[Excerpts of location labeling data]
"""
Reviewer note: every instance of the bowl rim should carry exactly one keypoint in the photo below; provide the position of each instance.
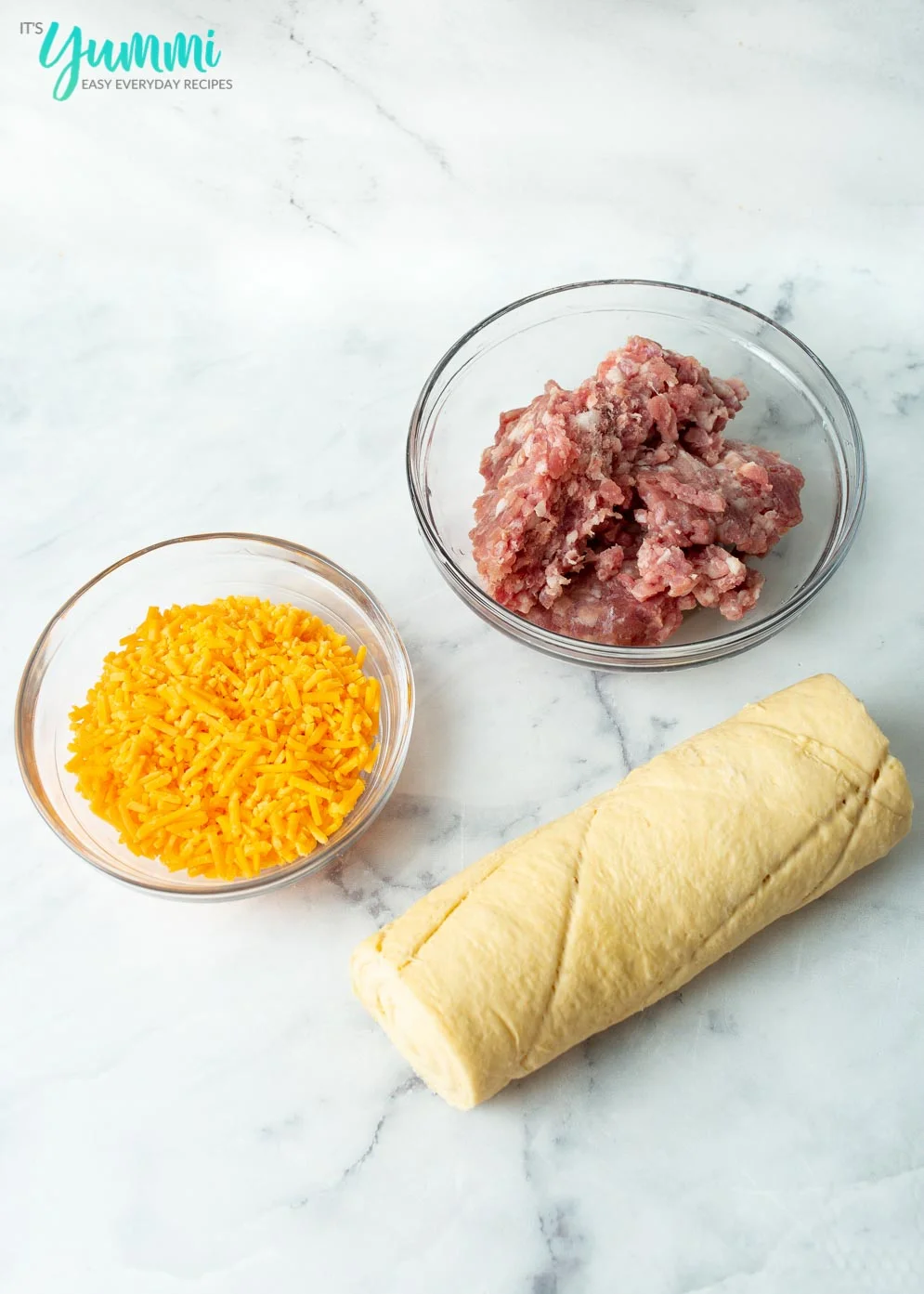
(263, 882)
(602, 655)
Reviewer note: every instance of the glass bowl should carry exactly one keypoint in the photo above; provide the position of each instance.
(796, 408)
(68, 659)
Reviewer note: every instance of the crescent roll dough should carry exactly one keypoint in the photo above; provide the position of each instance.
(581, 922)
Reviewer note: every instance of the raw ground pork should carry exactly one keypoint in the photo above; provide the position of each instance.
(610, 510)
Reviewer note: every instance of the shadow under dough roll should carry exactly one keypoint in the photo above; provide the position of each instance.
(579, 924)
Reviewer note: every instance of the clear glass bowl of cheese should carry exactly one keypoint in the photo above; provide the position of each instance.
(795, 408)
(198, 569)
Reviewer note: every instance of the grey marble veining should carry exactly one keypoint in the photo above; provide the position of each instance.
(216, 312)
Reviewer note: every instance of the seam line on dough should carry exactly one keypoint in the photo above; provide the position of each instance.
(563, 946)
(811, 747)
(867, 801)
(456, 906)
(655, 994)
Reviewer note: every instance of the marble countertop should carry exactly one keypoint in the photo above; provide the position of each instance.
(217, 307)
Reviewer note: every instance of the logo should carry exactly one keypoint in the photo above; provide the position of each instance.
(72, 55)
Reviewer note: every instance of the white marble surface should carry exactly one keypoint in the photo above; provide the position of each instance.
(216, 311)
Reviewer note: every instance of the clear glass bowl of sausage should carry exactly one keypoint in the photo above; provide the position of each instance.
(776, 398)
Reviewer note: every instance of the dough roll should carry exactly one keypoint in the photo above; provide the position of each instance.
(581, 922)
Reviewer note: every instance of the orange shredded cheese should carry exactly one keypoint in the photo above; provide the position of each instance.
(228, 738)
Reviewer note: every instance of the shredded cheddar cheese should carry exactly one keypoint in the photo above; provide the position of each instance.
(228, 738)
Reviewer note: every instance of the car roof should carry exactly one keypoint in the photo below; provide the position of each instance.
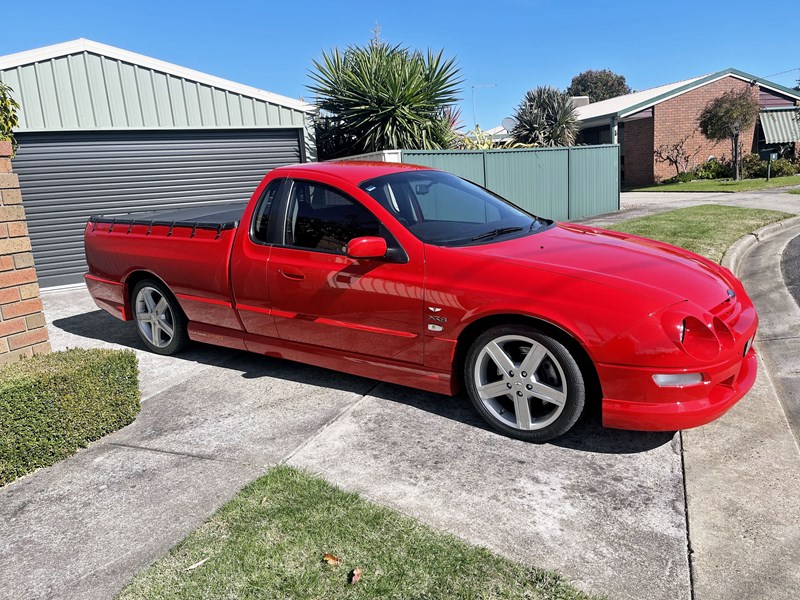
"""
| THE EXERCISE |
Can you rewrite all of the records above, replacing "Reviewer note" with "Annotator note" and keeping everything else the same? Leave the pictures out of your answer.

| IN RESPONSE |
Annotator note: every instance of the bowl rim should carry exactly one keypoint in the photo below; provide the position of each instance.
(263, 882)
(602, 655)
Annotator note: every instance of the glass bowl should carry exactly one keypoint in the photo above; provide the position of each instance.
(796, 408)
(68, 659)
Annotator note: every instance of the crescent roll dough should carry exactly one keypoint in the photo above; provide the position of each instance.
(581, 922)
Annotator note: every instance of the raw ground pork should carry exactly one keypoint in the photo above; provide the position of each instance.
(610, 510)
Annotator note: every instance of the shadow under dough roll should carry exactly one keypoint in the photo above; provide the position of each instance.
(579, 924)
Annotator note: every instance of the clear glass bowl of cheese should carry exactly one keypoint in the photo above; provide the position of each instance.
(795, 408)
(198, 569)
Annotator note: every instance of the grey marble veining should carry exactly one keypoint in the photo above; provide the position of each instance.
(216, 312)
Annotator note: every instance of the seam line on dough should carry exactly one keypoint in the photo above; provide the position of each instance.
(563, 946)
(811, 747)
(867, 801)
(456, 906)
(655, 994)
Annotator note: every instance of the marble countertop should carry exactly one keypoint in the photo above; provide the position of each instance.
(217, 307)
Annotator note: every instance of the logo should carry exactly one keypoint in the photo above; provide the position of each instance.
(72, 55)
Annotator note: every instance of the white marble surface should carry exactly one keypoint in the photo above; provide the position of each instance.
(216, 311)
Annotator note: every instance of the clear glass bowl of sausage should carry exactly one keypoint in the photo above; provide the position of each instance.
(776, 398)
Annotator note: every instance of the dough roll should carry exactly one keypoint in the photo above; provide the position of each instance.
(581, 922)
Annotator note: every instance of the orange shredded cheese should carry exactly one keypoint in the photo above; provide the position of each instance.
(228, 738)
Annotator note: every instance of the shredded cheddar cheese should carry exactly one keypoint in the photo above; provide the position of each instance.
(228, 738)
Annotator note: every instance of the car roof should carry exactly one keypoint in the photo below; provide the position of each instance.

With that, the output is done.